* Task directions *
The response should be the records below, repeated exactly, with each picture left out.

* Data for review *
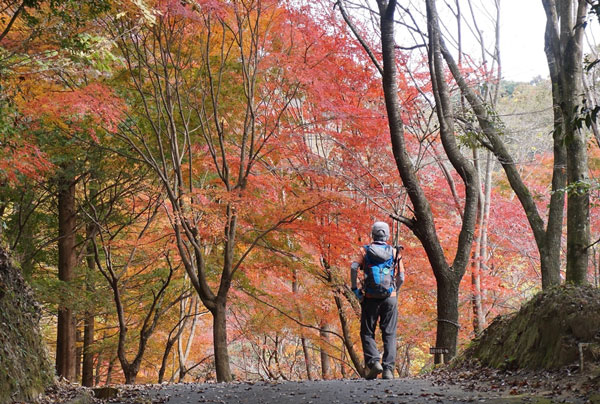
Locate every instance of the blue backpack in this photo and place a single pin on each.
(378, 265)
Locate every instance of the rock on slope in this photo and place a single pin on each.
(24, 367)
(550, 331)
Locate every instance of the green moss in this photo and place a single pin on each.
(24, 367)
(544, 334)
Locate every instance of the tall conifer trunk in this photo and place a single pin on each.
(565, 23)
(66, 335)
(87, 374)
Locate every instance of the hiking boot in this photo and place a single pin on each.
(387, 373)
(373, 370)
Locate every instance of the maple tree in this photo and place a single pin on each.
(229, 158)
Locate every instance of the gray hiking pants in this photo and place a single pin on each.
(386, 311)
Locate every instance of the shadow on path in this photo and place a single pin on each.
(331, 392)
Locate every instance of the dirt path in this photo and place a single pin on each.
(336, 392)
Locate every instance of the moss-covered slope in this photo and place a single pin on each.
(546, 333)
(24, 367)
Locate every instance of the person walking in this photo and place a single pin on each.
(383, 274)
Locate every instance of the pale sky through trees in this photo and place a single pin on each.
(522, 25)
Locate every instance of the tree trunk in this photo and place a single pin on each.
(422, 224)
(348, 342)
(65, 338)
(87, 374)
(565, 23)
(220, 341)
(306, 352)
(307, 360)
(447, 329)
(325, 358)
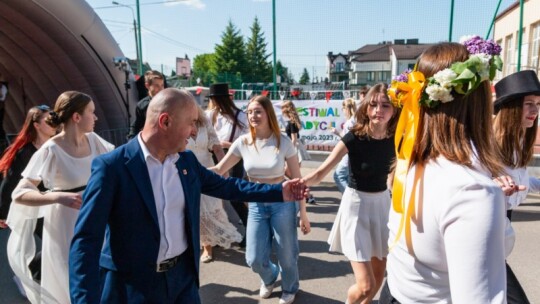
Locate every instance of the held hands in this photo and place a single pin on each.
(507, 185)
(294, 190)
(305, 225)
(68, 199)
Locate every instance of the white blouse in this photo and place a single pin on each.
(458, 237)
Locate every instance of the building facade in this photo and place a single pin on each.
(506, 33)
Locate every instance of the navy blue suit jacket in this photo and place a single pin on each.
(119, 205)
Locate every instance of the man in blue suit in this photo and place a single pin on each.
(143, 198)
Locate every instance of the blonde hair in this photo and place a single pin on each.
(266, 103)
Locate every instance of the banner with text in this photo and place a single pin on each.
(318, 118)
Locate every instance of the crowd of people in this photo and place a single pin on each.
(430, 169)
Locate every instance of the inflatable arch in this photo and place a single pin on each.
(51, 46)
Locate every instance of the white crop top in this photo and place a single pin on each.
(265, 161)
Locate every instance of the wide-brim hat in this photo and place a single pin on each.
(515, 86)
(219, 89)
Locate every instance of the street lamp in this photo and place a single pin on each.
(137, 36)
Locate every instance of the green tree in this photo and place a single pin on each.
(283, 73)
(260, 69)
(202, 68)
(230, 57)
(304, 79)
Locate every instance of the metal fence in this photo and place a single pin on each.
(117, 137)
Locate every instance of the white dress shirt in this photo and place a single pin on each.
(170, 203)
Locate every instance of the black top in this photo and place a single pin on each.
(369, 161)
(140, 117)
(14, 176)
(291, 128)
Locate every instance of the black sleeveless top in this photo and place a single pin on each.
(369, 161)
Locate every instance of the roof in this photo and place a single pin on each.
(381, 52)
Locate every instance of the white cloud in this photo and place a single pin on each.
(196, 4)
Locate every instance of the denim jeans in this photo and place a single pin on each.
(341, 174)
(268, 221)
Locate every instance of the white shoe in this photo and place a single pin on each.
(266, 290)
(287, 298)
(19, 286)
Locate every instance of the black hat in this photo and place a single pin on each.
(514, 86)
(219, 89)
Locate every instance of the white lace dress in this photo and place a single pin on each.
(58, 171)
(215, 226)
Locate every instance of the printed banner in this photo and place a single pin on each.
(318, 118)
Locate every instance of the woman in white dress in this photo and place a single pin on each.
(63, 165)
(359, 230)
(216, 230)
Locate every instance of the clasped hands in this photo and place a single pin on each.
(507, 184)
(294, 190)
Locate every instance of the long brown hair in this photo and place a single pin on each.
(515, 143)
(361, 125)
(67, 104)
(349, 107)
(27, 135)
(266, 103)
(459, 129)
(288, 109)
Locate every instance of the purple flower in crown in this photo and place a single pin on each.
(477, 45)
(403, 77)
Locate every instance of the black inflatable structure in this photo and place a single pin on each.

* Output for this exercise *
Locate every instance of the blue backpack in this photo and place a single pin on each.
(378, 265)
Locate every instance of the rock on slope in this photo and place a single pin on each.
(24, 367)
(550, 331)
Locate every instance of the green moss in this photo and place a single pin on each.
(24, 367)
(544, 334)
Locate every instance of the tall conifer trunk in this photo and place a single pin on each.
(565, 23)
(66, 335)
(87, 374)
Locate every instance of the hiking boot in this photo and place a single pin on each.
(387, 373)
(373, 370)
Locate every instance of the maple tree in this photo and place a single pin on each.
(229, 158)
Locate every instance of the gray hiking pants in this photo and place a single pin on each.
(386, 311)
Locate every instance of the shadow on path in this photo and place a single pin on each.
(331, 392)
Locate every instance of the dirt path in this photo and place a single pin on each.
(336, 392)
Locate every instance of the moss-covered slope in this photo and place a single pin on each.
(546, 333)
(24, 367)
Locate every instance of the person walking in this photo and place a single pin on each.
(383, 274)
Locate every instance of the pale sky through trees in this photo and place a single pin on each.
(522, 25)
Locate every instance of the tree trunk in this photo and place a single pin on each.
(422, 224)
(348, 342)
(65, 338)
(87, 374)
(565, 23)
(220, 341)
(306, 352)
(307, 360)
(447, 329)
(325, 358)
Locate every instance of the held hands in this photo and place a single pin on each.
(507, 185)
(294, 190)
(305, 225)
(68, 199)
Locate every instance of the white blouse in this photo and place a single pin on each.
(458, 237)
Locate every instance of the building facade in this photo and place a single pin on each.
(506, 33)
Locate every instance of the navy blue suit jacket in this photo and place a single pin on each.
(119, 205)
Locate every instance of the man in blue suit in this photo and place a single pin on each.
(143, 198)
Locate every instance of the blonde hair in this photo and place a single pin on each.
(266, 103)
Locate every instance of the banner with text in this photo and place a single pin on each.
(318, 118)
Locate every instance of the crowd of people in this photo and place a single pin on each.
(430, 169)
Locate every instance of the inflatable arch in this photo and place a single pin on each.
(51, 46)
Locate every instance of the white crop top in this photo and place a single pin on each.
(265, 161)
Locate every instance of the wide-brim hat in this photo and place a single pin on each.
(515, 86)
(219, 89)
Locate every instance of the street lamp in this photo and place a single pin on each.
(137, 36)
Locate every instance of the green tree in this photo and place a single pin on each.
(283, 73)
(260, 69)
(202, 68)
(230, 57)
(304, 79)
Locate every instance of the metal fence in this photo and place a single pin on each.
(117, 137)
Locate every instance of the white dress shirt in this photo and place a single pin on each.
(170, 203)
Locate every instance of the black top in this photo and place a single pin on each.
(369, 161)
(140, 117)
(14, 176)
(291, 128)
Locate every instance of the black sleeveless top in this photo and place a single pin on each.
(369, 161)
Locate every instance of the roof in this photo and place a single pin on each.
(381, 52)
Locate every instance of the white cloud in this photo and place a single pin on each.
(196, 4)
Locate every instance of the denim jeans in this photo and place a single pin on each.
(341, 174)
(268, 221)
Locate every instance of the white shoe in this photo and place a single pin on each.
(266, 290)
(287, 298)
(19, 286)
Locate every instance of the black hat in this photo and place a single pin on each.
(514, 86)
(219, 89)
Locate every instance of the white lace dress in this photo and place a single pin on each.
(58, 171)
(215, 226)
Locate every instance of the printed banner in this photo and place a single pin on each.
(318, 118)
Locate every instance of the woman in white dress in this photo and place a single pin on each.
(63, 165)
(359, 230)
(216, 230)
Locate every instance of the clasped hands in this photo and place a single pin on each.
(507, 184)
(294, 190)
Locate every instance of the long brown hair in this photo and place a single pin on each.
(515, 143)
(361, 125)
(67, 104)
(349, 107)
(27, 135)
(266, 103)
(459, 129)
(288, 109)
Locate every instance of the purple flower in crown in this photo and place a single pin on each.
(477, 45)
(403, 77)
Locate every instance of the black inflatable structure in this photo and place a single pin on each.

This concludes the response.